TASK REQUIREMENTS →
Give again, word for word, only the lines from the one containing "Would you mind indicating the parked" through the final line.

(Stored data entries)
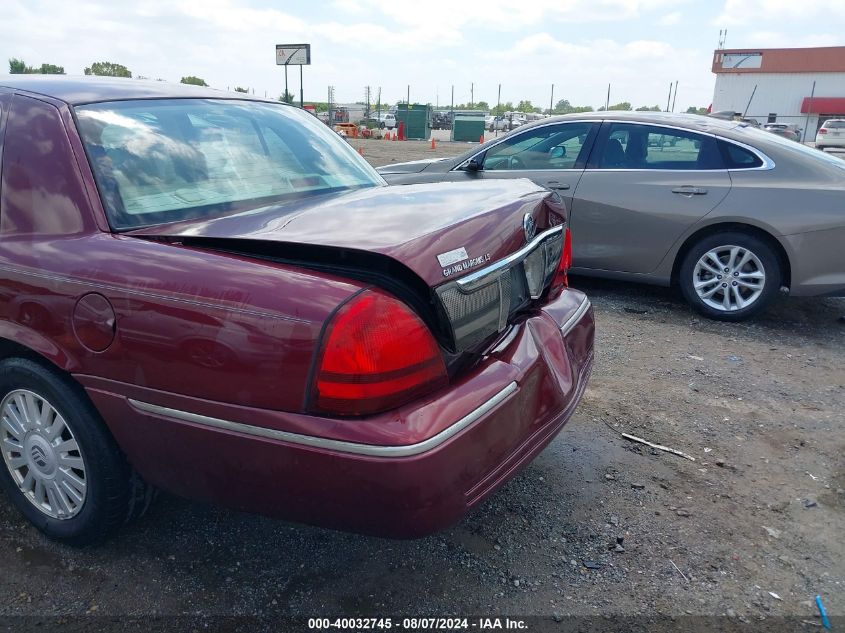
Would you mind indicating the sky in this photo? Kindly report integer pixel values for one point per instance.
(638, 47)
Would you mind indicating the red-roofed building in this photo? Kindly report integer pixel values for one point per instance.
(798, 86)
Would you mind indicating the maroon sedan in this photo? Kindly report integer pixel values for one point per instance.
(216, 296)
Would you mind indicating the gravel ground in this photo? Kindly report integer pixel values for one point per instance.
(752, 528)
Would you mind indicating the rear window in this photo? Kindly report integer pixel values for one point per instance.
(159, 161)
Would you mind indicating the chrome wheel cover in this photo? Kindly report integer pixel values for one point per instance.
(42, 454)
(729, 278)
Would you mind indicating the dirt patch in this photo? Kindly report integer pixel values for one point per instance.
(760, 405)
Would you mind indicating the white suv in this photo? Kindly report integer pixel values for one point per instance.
(386, 120)
(831, 134)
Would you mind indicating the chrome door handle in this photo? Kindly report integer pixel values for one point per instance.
(554, 184)
(690, 191)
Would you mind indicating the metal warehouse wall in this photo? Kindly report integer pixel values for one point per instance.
(781, 93)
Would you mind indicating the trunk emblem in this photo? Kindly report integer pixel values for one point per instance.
(529, 225)
(452, 257)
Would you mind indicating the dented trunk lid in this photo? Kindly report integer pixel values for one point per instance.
(438, 231)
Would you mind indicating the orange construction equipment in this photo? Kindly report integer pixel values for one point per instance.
(350, 130)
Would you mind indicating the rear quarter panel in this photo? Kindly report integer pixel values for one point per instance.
(198, 323)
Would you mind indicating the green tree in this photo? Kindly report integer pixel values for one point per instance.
(108, 69)
(500, 109)
(19, 67)
(51, 69)
(193, 81)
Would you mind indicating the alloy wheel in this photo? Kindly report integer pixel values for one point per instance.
(42, 454)
(729, 278)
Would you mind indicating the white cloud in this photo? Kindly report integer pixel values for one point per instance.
(754, 11)
(639, 71)
(388, 43)
(777, 39)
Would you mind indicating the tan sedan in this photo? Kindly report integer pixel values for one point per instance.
(729, 213)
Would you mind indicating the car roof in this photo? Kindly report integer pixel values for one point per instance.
(77, 90)
(690, 121)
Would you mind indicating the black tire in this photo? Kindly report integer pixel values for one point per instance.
(114, 495)
(759, 248)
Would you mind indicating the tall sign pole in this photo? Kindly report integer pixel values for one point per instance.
(294, 55)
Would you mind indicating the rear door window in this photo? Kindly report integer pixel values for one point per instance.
(634, 146)
(737, 157)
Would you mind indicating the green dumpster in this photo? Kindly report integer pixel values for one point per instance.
(416, 118)
(468, 127)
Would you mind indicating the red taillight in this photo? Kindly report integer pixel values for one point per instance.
(561, 276)
(376, 355)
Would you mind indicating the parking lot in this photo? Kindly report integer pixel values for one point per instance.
(597, 524)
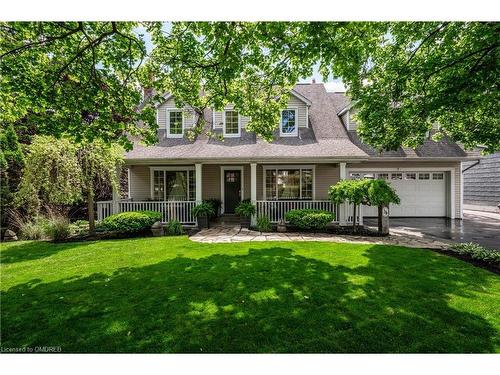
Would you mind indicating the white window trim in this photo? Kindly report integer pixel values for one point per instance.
(287, 166)
(224, 168)
(168, 169)
(296, 132)
(224, 124)
(170, 135)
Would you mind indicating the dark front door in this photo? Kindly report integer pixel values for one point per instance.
(232, 190)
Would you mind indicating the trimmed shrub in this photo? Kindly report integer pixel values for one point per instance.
(476, 251)
(174, 228)
(129, 222)
(32, 230)
(79, 227)
(264, 224)
(308, 219)
(58, 228)
(203, 209)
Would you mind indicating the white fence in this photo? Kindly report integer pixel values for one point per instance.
(170, 210)
(276, 210)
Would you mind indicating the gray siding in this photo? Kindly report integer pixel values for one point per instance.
(482, 182)
(139, 182)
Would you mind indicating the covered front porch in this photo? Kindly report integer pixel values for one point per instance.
(274, 189)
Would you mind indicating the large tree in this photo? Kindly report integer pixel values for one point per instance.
(77, 79)
(60, 172)
(82, 78)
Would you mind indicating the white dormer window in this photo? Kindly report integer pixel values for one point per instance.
(231, 124)
(288, 124)
(175, 123)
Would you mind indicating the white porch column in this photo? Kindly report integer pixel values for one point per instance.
(198, 174)
(343, 206)
(115, 202)
(253, 188)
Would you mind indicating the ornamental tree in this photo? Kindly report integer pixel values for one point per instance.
(60, 172)
(379, 193)
(352, 191)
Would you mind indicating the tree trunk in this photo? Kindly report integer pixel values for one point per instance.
(90, 208)
(383, 219)
(380, 219)
(354, 219)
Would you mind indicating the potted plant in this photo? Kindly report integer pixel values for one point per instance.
(216, 204)
(202, 212)
(245, 210)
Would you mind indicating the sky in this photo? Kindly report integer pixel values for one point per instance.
(332, 85)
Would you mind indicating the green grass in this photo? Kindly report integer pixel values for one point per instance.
(173, 295)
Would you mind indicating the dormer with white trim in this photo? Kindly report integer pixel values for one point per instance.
(173, 120)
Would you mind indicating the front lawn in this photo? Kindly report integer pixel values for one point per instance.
(173, 295)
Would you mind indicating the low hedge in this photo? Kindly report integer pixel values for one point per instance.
(309, 219)
(129, 222)
(476, 251)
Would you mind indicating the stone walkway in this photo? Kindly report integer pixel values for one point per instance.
(229, 234)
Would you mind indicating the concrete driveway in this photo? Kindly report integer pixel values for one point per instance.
(480, 227)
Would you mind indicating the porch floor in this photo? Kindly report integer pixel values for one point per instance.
(233, 233)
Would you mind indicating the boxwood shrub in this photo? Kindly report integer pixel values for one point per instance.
(476, 251)
(129, 222)
(308, 219)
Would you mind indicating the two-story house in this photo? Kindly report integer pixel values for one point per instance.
(315, 146)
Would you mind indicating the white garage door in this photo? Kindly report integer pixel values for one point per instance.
(421, 193)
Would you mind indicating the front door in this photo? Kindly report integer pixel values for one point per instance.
(232, 190)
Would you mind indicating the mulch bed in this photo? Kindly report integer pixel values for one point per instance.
(495, 268)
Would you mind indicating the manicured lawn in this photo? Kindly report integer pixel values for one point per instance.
(174, 295)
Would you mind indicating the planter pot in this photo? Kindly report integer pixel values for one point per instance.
(157, 229)
(245, 222)
(202, 222)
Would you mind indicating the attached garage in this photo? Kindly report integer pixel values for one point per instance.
(423, 193)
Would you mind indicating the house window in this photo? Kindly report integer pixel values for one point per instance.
(438, 176)
(289, 184)
(396, 176)
(383, 176)
(175, 124)
(355, 176)
(231, 177)
(231, 124)
(410, 176)
(288, 126)
(424, 176)
(171, 185)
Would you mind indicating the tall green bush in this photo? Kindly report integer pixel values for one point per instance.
(309, 219)
(130, 222)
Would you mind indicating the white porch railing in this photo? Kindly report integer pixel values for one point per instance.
(276, 210)
(170, 210)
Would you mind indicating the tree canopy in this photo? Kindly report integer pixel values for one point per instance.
(74, 79)
(82, 78)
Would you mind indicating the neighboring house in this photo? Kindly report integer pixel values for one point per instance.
(315, 146)
(482, 183)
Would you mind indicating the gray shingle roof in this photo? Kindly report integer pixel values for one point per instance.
(326, 138)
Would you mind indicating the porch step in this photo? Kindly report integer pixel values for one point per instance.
(226, 220)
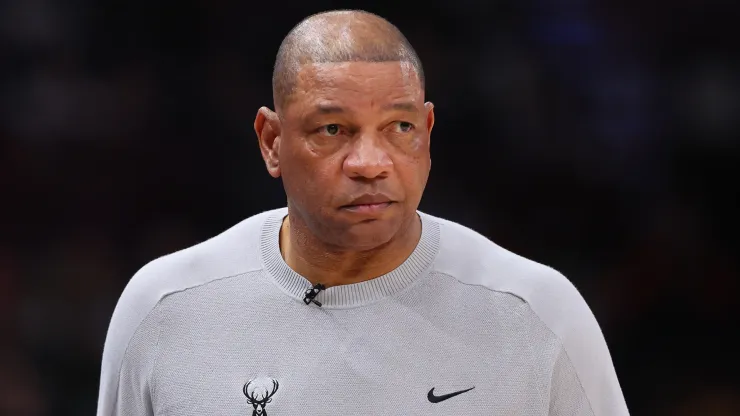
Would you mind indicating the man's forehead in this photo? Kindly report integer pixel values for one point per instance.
(363, 75)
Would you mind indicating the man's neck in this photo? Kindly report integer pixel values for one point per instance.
(318, 263)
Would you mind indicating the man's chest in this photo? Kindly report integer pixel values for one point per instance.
(328, 370)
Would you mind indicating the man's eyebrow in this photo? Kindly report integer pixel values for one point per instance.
(335, 109)
(402, 106)
(328, 109)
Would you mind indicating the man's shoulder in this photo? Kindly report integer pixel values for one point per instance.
(473, 259)
(230, 253)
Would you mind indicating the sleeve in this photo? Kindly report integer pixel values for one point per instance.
(130, 351)
(583, 380)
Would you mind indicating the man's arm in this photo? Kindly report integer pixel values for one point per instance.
(583, 380)
(130, 351)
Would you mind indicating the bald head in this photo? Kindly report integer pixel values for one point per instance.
(339, 36)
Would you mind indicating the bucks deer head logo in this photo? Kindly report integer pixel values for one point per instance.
(259, 392)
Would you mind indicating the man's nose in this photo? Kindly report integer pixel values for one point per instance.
(368, 159)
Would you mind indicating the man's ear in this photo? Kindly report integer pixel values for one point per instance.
(267, 127)
(430, 116)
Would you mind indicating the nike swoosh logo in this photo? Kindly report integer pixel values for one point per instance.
(436, 399)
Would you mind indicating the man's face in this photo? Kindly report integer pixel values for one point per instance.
(354, 150)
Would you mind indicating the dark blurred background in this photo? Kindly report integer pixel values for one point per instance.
(598, 137)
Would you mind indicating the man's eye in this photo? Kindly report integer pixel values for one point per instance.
(404, 126)
(330, 129)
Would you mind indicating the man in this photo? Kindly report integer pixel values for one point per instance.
(350, 302)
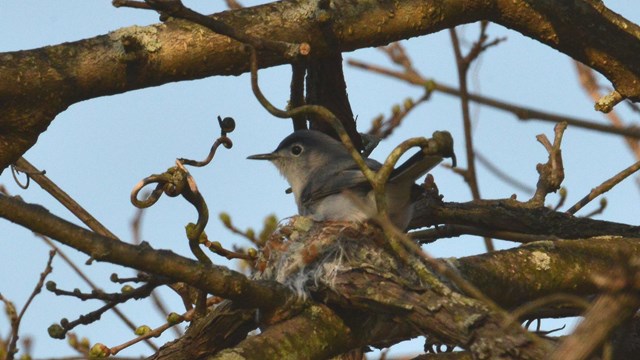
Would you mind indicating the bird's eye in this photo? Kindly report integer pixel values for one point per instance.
(296, 150)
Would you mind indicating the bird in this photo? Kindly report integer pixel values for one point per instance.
(328, 185)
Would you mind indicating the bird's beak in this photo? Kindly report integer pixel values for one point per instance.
(268, 156)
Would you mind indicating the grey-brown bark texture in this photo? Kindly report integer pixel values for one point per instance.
(357, 293)
(36, 85)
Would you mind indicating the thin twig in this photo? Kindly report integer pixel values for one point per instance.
(15, 325)
(54, 190)
(592, 88)
(462, 64)
(604, 187)
(521, 112)
(503, 175)
(453, 230)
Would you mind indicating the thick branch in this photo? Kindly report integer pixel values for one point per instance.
(510, 215)
(38, 84)
(545, 268)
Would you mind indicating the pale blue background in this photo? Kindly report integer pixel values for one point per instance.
(98, 149)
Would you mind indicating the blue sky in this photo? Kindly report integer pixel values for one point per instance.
(99, 149)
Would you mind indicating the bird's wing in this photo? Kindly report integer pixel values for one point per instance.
(349, 178)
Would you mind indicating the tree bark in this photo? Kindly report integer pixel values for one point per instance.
(36, 85)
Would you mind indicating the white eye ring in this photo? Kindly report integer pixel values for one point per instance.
(296, 150)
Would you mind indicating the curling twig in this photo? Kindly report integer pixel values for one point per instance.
(604, 187)
(15, 322)
(67, 201)
(376, 179)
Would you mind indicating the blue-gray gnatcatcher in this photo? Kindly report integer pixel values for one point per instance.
(320, 170)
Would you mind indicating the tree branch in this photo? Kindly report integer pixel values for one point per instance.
(217, 280)
(36, 85)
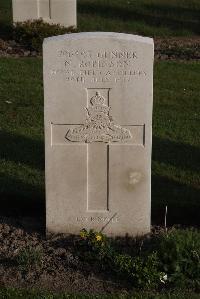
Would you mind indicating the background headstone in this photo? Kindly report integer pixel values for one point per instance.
(61, 12)
(98, 90)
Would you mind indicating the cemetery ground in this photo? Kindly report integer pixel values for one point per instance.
(27, 258)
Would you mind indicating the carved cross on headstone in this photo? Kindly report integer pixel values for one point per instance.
(99, 132)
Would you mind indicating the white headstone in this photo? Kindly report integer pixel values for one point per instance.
(61, 12)
(98, 90)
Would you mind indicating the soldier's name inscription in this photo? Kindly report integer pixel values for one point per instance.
(83, 66)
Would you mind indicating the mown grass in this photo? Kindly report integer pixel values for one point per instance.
(146, 17)
(176, 141)
(31, 294)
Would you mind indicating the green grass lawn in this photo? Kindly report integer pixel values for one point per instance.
(176, 142)
(145, 17)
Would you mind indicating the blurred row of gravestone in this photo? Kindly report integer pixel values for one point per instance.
(62, 12)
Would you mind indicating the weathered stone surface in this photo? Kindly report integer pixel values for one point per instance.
(98, 90)
(61, 12)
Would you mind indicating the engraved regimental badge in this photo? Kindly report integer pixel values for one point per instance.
(99, 125)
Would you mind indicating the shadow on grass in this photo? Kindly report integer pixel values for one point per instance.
(21, 149)
(18, 198)
(182, 199)
(154, 15)
(183, 156)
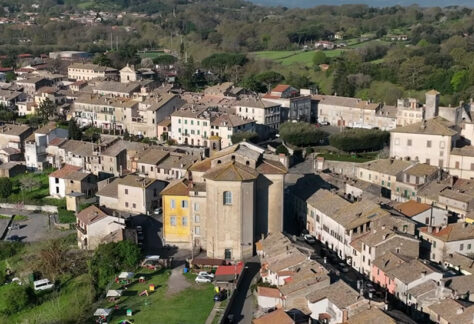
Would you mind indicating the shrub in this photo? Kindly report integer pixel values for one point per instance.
(6, 187)
(301, 134)
(357, 140)
(112, 258)
(14, 298)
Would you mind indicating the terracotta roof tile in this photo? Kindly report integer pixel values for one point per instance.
(65, 171)
(412, 208)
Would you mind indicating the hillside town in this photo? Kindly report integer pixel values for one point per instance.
(207, 181)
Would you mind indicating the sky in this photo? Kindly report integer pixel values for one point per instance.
(372, 3)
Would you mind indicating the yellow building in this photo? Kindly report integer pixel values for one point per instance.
(176, 214)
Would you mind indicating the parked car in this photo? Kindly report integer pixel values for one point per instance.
(14, 227)
(43, 284)
(343, 267)
(203, 279)
(309, 239)
(206, 274)
(221, 295)
(14, 238)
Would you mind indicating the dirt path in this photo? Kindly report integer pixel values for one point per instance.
(177, 282)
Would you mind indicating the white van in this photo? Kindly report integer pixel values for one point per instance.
(43, 284)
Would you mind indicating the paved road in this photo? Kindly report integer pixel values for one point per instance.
(242, 308)
(36, 228)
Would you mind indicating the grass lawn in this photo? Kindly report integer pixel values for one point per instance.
(67, 305)
(191, 305)
(33, 196)
(346, 157)
(292, 57)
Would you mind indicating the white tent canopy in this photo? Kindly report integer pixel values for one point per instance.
(114, 293)
(103, 312)
(126, 275)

FULL RESPONSE →
Would you mind indicating the parked car in this photo? Kindly report integer pixel values for one point per instance.
(14, 227)
(43, 284)
(343, 267)
(203, 279)
(309, 239)
(206, 274)
(221, 295)
(14, 238)
Would you mind indicating the dirt path in this photo? Kindly report integer pixel values for one point per instance.
(177, 282)
Would you mind indicating the white van in this photo? Kindly report integer pixel values for one point per instance.
(43, 284)
Would you mind indicating the paved road in this photo? Kindly report integer pixel values for one point per instance.
(242, 308)
(36, 228)
Would you mind indicating the grass lawn in this photo? Kindly report integer pixel values for one point per instance.
(67, 305)
(191, 305)
(33, 196)
(346, 157)
(292, 57)
Would you mind indicating the white tent canopy in this photo? Kindly report integer pixel values for one point per instance.
(114, 293)
(103, 312)
(126, 275)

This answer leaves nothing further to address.